From the material below, extract the stretch from the line containing "Detect cleaning supply" through the line containing "18,89,167,297", both ends included, and reproduce those lines verbatim with nothing else.

_STORED ROWS_.
-- start --

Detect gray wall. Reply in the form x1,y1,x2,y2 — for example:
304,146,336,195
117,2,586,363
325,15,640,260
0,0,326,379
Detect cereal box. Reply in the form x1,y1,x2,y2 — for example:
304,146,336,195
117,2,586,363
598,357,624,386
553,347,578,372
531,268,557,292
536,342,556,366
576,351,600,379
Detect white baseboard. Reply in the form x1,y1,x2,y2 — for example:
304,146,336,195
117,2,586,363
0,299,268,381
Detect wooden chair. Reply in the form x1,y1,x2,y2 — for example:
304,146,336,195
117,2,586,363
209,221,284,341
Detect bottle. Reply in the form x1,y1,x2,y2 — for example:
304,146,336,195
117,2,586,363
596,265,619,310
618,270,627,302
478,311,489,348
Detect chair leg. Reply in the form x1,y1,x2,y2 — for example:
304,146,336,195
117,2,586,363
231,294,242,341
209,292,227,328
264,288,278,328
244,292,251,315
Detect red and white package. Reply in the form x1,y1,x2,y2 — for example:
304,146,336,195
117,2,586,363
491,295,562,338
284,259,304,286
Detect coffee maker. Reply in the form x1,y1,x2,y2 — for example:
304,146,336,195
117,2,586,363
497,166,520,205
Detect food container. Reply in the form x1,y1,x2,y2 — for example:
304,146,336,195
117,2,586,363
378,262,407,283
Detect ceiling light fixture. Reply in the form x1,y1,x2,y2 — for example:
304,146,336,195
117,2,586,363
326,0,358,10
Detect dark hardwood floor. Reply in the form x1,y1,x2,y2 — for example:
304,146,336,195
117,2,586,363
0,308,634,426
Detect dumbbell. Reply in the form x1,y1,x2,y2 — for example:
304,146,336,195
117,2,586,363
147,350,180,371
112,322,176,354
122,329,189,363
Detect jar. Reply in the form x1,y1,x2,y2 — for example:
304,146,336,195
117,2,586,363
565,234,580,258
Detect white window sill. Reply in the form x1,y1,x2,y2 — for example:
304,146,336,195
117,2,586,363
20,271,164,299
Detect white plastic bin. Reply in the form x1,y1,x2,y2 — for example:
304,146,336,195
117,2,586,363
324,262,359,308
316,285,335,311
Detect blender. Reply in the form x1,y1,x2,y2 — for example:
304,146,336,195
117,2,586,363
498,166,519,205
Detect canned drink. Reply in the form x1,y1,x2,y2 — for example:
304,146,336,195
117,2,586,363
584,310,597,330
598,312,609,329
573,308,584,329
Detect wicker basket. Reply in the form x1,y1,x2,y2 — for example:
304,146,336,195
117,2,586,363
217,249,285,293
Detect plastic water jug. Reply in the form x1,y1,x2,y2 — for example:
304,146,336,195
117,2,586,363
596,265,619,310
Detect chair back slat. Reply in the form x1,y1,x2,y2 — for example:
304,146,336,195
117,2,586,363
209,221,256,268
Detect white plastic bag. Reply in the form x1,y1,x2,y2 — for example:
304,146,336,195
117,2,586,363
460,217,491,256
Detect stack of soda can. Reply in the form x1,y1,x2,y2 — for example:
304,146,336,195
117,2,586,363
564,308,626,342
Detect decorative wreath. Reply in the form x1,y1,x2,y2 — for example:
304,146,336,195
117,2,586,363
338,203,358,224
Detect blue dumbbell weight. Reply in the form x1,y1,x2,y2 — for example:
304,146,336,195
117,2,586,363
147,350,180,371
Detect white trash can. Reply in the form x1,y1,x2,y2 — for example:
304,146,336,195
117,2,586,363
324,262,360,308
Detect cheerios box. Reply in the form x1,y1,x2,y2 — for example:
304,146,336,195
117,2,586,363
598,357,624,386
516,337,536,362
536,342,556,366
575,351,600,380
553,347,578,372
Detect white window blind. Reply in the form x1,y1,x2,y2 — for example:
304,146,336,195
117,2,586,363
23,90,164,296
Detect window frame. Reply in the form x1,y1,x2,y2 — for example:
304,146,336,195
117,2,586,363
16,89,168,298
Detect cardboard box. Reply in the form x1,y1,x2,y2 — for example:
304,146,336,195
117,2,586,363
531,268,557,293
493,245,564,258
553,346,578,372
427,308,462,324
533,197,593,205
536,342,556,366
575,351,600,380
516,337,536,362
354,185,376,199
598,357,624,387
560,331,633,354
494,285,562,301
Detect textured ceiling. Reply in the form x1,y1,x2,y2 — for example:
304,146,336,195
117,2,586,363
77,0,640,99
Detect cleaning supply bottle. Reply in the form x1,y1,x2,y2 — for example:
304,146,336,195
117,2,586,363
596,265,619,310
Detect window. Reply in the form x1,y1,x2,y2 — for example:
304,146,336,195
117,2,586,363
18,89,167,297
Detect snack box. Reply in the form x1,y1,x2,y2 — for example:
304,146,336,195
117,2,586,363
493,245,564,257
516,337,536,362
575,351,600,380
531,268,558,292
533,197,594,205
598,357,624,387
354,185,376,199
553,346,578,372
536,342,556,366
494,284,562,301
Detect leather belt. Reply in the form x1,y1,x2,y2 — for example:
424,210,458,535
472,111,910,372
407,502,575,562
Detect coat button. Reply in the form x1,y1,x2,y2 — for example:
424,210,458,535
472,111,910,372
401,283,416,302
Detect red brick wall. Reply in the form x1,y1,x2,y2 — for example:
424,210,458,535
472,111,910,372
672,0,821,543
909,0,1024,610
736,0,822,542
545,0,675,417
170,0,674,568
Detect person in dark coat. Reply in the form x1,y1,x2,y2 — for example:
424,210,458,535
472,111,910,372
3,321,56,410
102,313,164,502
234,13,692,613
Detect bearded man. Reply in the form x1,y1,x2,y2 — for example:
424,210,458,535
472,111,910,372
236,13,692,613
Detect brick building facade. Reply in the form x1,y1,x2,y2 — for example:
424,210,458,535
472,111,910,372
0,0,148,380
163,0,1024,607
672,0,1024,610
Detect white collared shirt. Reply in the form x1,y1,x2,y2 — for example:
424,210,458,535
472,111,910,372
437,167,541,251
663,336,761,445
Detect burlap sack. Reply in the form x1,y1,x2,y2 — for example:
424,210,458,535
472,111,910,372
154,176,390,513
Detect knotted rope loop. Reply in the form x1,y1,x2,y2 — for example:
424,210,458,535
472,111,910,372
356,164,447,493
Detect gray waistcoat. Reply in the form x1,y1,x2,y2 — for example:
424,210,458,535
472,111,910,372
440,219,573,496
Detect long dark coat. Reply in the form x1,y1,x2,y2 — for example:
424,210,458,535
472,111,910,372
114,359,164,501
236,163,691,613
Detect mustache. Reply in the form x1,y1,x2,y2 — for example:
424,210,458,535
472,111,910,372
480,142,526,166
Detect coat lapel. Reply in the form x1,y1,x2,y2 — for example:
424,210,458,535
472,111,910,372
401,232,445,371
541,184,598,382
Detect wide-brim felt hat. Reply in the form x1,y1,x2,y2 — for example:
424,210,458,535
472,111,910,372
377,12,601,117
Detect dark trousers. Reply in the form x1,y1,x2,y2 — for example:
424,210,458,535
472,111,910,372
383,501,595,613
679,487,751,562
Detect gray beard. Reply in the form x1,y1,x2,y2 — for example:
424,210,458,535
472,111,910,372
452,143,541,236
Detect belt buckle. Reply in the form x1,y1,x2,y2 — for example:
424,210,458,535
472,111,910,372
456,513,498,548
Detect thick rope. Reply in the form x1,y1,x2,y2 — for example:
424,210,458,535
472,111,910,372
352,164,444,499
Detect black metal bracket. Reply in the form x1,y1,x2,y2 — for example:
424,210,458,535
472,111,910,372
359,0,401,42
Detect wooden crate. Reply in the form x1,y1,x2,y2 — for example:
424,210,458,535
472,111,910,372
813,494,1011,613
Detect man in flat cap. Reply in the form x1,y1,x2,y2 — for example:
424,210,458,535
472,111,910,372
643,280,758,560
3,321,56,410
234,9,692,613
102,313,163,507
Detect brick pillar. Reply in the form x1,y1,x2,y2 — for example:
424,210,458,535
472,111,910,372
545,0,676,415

-- end --

_EXERCISE SOLUTION_.
Detect cleaning supply bottle. Reply in the form x1,y1,x2,y2 — for example:
304,146,336,195
117,2,586,363
596,265,619,310
Detect window. Reply in the form x1,y1,x2,y2 — for example:
304,146,336,195
117,2,586,363
18,89,167,297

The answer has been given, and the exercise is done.